Everything from the line containing "Target: blue shorts" to the last line of the listing below should be restated exactly, both ends included, with nothing added and the pictures omitted.

[Start of Attachment]

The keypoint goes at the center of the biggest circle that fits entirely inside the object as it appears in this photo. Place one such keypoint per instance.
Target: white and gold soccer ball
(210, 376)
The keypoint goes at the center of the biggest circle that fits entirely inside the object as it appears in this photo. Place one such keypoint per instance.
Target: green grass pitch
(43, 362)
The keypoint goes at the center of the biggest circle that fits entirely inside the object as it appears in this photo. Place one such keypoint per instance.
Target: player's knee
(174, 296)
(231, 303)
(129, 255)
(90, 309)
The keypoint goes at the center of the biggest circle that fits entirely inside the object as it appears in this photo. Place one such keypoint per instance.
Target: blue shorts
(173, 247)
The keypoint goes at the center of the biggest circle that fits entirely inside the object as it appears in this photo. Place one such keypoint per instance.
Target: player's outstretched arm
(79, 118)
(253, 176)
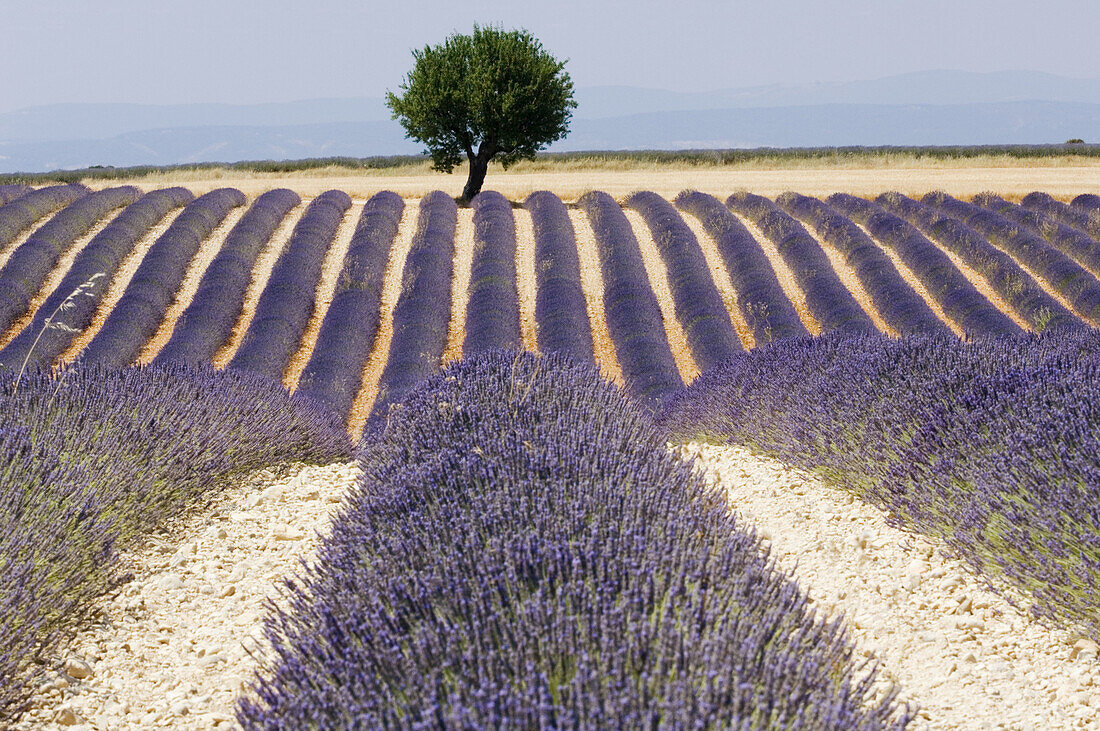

[End of Attachment]

Answer area:
Target: blue shorts
(173, 247)
The keypoint goes at the center of the biggest circle that fits entirely inside the object as it appears in this photo. Place one such keypoint per instance.
Target: player's outstretched arm
(79, 118)
(253, 176)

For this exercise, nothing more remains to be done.